**Problem**
Pull every line containing "muzzle" from the entries.
━━━━
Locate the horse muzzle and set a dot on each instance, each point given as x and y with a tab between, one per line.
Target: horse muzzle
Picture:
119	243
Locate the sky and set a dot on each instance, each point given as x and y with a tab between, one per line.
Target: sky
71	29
━━━━
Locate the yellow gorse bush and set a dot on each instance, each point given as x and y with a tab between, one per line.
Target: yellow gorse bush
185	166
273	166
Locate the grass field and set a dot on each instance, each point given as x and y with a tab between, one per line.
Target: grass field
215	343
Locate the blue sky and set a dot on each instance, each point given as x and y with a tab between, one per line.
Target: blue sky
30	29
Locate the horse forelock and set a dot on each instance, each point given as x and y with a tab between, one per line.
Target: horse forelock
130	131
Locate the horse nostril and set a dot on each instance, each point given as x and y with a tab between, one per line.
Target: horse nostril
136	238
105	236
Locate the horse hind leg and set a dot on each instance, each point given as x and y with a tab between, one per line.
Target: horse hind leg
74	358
━━━━
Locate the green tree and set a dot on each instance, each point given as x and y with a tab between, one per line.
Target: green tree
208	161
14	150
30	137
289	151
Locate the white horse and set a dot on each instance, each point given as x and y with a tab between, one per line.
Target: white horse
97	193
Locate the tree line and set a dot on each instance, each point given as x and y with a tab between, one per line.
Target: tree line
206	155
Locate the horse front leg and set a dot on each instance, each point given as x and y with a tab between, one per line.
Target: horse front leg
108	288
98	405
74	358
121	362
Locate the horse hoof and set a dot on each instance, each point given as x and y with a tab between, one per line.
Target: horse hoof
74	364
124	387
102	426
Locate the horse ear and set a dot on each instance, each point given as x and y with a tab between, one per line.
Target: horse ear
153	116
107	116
━━━━
**Result for this exercise**
Locate the horse muzzle and set a dot on each instance, each point given as x and y with a tab between, one per line.
Target: horse muzzle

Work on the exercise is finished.